Records from a data source:
--- Start ---

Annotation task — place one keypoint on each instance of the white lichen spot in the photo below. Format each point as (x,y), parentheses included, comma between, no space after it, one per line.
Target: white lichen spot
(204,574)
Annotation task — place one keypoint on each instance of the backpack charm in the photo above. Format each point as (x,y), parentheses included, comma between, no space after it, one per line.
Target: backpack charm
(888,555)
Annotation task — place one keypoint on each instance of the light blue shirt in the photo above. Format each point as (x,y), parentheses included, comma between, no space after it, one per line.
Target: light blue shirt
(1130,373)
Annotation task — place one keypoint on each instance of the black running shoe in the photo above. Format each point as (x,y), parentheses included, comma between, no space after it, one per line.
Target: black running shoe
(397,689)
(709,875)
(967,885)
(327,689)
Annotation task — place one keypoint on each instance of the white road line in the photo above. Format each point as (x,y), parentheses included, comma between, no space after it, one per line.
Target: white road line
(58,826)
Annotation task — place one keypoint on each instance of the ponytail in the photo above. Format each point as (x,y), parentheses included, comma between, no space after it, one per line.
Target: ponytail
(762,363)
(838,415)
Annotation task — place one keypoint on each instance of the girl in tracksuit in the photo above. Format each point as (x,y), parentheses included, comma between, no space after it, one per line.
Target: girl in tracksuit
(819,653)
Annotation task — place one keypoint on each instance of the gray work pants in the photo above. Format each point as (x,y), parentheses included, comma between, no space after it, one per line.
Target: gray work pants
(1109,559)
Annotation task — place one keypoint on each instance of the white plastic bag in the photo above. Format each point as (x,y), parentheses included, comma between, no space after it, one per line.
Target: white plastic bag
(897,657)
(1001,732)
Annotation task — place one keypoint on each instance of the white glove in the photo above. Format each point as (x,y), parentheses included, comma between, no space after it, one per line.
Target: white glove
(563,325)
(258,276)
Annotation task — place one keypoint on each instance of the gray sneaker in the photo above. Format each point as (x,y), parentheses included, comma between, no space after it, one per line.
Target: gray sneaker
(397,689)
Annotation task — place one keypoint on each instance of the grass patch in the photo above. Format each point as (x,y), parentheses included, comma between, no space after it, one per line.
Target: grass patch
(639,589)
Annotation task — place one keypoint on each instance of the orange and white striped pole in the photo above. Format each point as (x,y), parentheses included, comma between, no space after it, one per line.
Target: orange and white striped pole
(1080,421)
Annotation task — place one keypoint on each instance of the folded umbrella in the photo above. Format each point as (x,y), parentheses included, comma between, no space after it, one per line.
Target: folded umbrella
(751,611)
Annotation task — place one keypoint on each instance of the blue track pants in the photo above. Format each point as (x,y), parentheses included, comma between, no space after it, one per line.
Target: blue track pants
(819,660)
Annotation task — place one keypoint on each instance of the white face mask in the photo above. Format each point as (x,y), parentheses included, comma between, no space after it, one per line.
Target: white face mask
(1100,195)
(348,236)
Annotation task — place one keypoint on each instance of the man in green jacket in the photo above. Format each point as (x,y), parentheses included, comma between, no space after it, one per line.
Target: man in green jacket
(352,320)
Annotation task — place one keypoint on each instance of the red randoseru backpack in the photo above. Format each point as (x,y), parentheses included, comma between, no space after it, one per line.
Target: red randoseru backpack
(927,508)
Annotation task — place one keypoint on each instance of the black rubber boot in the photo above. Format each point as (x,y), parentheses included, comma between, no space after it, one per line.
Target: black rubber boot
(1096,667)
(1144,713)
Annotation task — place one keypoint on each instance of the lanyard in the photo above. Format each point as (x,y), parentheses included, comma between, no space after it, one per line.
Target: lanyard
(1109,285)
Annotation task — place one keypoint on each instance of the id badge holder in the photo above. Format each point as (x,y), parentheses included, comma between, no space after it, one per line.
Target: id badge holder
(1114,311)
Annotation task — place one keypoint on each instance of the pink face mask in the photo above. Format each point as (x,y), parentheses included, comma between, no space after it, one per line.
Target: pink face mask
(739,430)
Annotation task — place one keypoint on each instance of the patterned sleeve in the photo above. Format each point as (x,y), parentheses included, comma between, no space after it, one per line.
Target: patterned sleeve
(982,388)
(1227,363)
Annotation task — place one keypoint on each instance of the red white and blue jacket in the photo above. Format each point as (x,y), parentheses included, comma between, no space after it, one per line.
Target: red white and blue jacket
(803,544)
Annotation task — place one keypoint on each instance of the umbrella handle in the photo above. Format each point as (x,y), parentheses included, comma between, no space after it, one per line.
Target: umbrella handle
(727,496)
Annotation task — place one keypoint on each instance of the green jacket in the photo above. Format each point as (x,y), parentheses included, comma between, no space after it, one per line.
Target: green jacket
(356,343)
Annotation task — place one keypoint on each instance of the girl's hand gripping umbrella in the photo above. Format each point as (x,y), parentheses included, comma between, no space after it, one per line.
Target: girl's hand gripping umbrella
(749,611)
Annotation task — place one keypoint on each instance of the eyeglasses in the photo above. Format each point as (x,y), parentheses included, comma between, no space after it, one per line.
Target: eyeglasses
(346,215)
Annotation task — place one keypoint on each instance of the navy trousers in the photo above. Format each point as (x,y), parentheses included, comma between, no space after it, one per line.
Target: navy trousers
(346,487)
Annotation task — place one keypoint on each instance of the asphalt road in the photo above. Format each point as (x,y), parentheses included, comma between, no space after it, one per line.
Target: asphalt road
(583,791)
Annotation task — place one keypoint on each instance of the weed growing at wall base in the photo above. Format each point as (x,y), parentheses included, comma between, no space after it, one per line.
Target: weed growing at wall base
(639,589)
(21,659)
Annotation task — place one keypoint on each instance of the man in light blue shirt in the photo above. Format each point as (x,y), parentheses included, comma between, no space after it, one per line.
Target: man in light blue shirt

--- End ---

## Problem requirements
Format all the lines of the records above as a numbered list, omitting any blank lines.

## Task response
1. Annotation task — place one keypoint on each instance of the white lichen spot in the photo below. Format each point as (x,y), parentheses included, comma between, no space after it, one per line.
2. Target: white lichen spot
3. (204,574)
4. Annotation task — place one keypoint on each instance of the backpack charm in the photo above. Format each point as (x,y), parentheses included, comma between, no space after it, one per line.
5. Target: backpack charm
6. (888,555)
7. Annotation task — place one keypoint on each instance of the light blue shirt in the photo above. Format each point as (x,y), parentheses included, comma between, no space after it, one per line.
8. Target: light blue shirt
9. (1130,373)
10. Annotation task — place one keypoint on each instance of the black running shoe in the photo above. Format each point as (x,y), parentheses included, comma between, no space after it, one per line.
11. Target: black running shoe
12. (397,689)
13. (709,875)
14. (967,885)
15. (327,689)
16. Annotation task — place one keypoint on each instance of the white road line in the photo above. Format each point as (x,y), parentheses included, comma between, no space after it, one per line.
17. Target: white road line
18. (58,826)
19. Annotation task — place one keypoint on each instance of the ponytail in the photo above. Format each point as (x,y), parentheses included, comma between, no space after it, one per line.
20. Target: ponytail
21. (762,363)
22. (838,415)
23. Annotation task — place one keypoint on each instance of the girl in tracksuit in the photo above. Format each point as (x,y), parentheses included, comma between, no space after it, one per line.
24. Target: girl in tracksuit
25. (819,653)
26. Annotation task — place one keypoint on each instance of the gray work pants in the photo above. Format each point as (x,y), parentheses included, comma between, no space after it, one per line.
27. Target: gray work pants
28. (1109,559)
29. Annotation task — place one keypoint on each instance of the white plastic bag in the photo above. Format each point as (x,y), parentheses included, comma between, no space after it, one per line.
30. Target: white plastic bag
31. (897,657)
32. (1001,732)
33. Annotation task — place one keypoint on each instance of the white glove in the photo above. Format each point as (x,y), parentheses included, comma between, no space after it, one per line.
34. Target: white glove
35. (563,325)
36. (258,276)
37. Annotation task — place one keypoint on each instance of the gray sneaker in the photo above. Format each point as (x,y), parentheses included, comma between, no space after it, one per line.
38. Target: gray sneaker
39. (397,689)
40. Annotation task — place one keypoint on each instance of the grass patch in the photo above. Format each point as (x,y), parentheses included, comma between, no space after it, one per line.
41. Target: grass patch
42. (639,589)
43. Annotation task — place one keypoint on each instance of the orange and white striped pole in the photo above. Format each point as (x,y), parentheses included, comma between, no space after it, one per line.
44. Target: orange and white striped pole
45. (1080,421)
46. Annotation task — place one keypoint on each instance of the folded umbrella in the photo above. Format each point as (x,y), parentheses included, comma between, no space after it, one per line.
47. Target: folded umbrella
48. (751,611)
49. Annotation task — place one keypoint on each instance of the blue track pants in the photo above. Format each point as (x,y), parentheses included, comma between, no space after it, one per line.
50. Target: blue track pants
51. (819,660)
52. Annotation task — place one keypoint on each instance of the white face mask in the photo above. Format each point as (x,y), parentheses included, comma between, no space after it, one per line.
53. Target: white face mask
54. (1100,195)
55. (348,236)
56. Annotation task — place one keypoint on each instance of the man in green jacket in the photo above. Format each point as (x,y), parentheses included, comma between, no space after it, one per line.
57. Target: man in green jacket
58. (352,320)
59. Annotation task — place one keypoint on each instance of the red randoseru backpack in the photo above. Format each point as (x,y), parentheses included, comma between, no space after it, one per line.
60. Target: red randoseru backpack
61. (927,508)
62. Annotation task — place one keypoint on each instance of the black rubber boot in the photo above. Format each point as (x,y), parentheses included, comma between, no space after it, one per line.
63. Target: black rubber boot
64. (1096,667)
65. (1144,713)
66. Annotation task — place one keypoint on each instance of the lanyard in the photo above. Format each point as (x,y), parentheses included, comma between, no space after it, one per line.
67. Target: lanyard
68. (1109,285)
69. Annotation task — place one keypoint on each instance of the id badge holder in the photo above. Format each point as (x,y), parentheses included, comma between, no space after it, one per line.
70. Target: id badge holder
71. (1114,311)
72. Annotation task — place one keypoint on each instance of the pink face mask in the photo above. Format each point as (x,y), parentheses included, comma between, no space after it, one per line.
73. Target: pink face mask
74. (739,430)
75. Annotation task — place one keypoint on each instance of the patterned sleeve in the photo above. Format each point as (x,y), parentheses included, comma between, no space after it, one per line.
76. Target: patterned sleeve
77. (982,388)
78. (1227,363)
79. Annotation task — place one keypoint on each instance of the red white and blue jacket in the photo above. Format each point as (x,y), parentheses included, comma between, no space after it, one per line.
80. Target: red white and blue jacket
81. (803,544)
82. Annotation task — place one keypoint on each instance of the umbrella handle in the photo above. Format each point as (x,y), parentheses included, comma between, no space after it, one per line.
83. Target: umbrella handle
84. (727,496)
85. Annotation task — place one keypoint on each instance of the green jacket in the photo above. Format each point as (x,y), parentheses included, comma between, no space after it, one per line.
86. Target: green jacket
87. (356,343)
88. Annotation task — place one keypoint on each instance of the girl's hand gripping umbrella in the photo above. Format each point as (x,y), parentheses included, comma between, no space after it, one per line.
89. Target: girl's hand gripping umbrella
90. (749,611)
91. Annotation task — place one keypoint on each instance of the eyeglasses in the photo above. Format each point as (x,y), parentheses included, comma between, no space after it, one per line.
92. Target: eyeglasses
93. (346,215)
94. Annotation task — place one keypoint on each instance of the navy trousers in the photo above. Format each point as (x,y), parentheses included, comma between, no space after it, one per line.
95. Target: navy trousers
96. (346,487)
97. Annotation task — place one keypoint on each instance of the asphalt road in the photo above. Format each point as (x,y), parentheses included, comma between, no space after it, one per line.
98. Target: asphalt road
99. (583,791)
100. Annotation task — place one keypoint on each instance of the weed growing at wall base in the photo above. Format each point as (x,y), parentheses included, comma between, no space after it, one per line.
101. Target: weed growing at wall base
102. (639,589)
103. (21,659)
104. Annotation task — place one keypoint on each instance of the man in light blue shirt in the photo above. Format each point as (x,y), parentheses included, comma between, no space after it, one per line.
105. Target: man in light blue shirt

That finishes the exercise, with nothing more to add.